EXERCISE TASK: Recast the listing from the line with "Can you find the outer" to the line with "pixel 320 784" as a two-column CSV headed text and answer, with one row for each text and its answer. Put each value in a single quoted field and turn line breaks into spaces.

##### DATASET RECORDS #####

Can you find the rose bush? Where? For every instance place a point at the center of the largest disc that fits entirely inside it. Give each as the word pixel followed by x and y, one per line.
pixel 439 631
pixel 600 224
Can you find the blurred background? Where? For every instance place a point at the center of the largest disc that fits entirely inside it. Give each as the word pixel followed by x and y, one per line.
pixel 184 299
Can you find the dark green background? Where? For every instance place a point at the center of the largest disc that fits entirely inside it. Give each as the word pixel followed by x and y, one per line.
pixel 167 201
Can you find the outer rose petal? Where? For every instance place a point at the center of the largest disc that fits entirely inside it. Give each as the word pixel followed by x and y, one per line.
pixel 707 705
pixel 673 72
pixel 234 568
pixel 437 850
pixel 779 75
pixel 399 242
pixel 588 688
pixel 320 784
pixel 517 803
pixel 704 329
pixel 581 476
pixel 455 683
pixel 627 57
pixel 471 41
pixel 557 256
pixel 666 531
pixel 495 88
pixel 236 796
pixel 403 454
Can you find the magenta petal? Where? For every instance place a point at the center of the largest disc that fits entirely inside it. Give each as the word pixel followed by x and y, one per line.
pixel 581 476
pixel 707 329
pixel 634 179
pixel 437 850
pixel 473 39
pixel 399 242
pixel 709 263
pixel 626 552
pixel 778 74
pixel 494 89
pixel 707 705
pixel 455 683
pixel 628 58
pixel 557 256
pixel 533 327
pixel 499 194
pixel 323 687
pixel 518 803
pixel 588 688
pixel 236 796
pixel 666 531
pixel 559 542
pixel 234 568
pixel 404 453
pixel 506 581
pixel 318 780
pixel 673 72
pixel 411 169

#####

TASK RESPONSE:
text,answer
"Can you find the outer rose petal? Where? For every instance place a point at the center of the largest disc that fits entirely inside it. Give each as the word pixel followed by x and y, one per line.","pixel 707 705 pixel 673 72 pixel 234 568 pixel 437 850 pixel 779 75 pixel 399 242 pixel 588 688 pixel 320 784"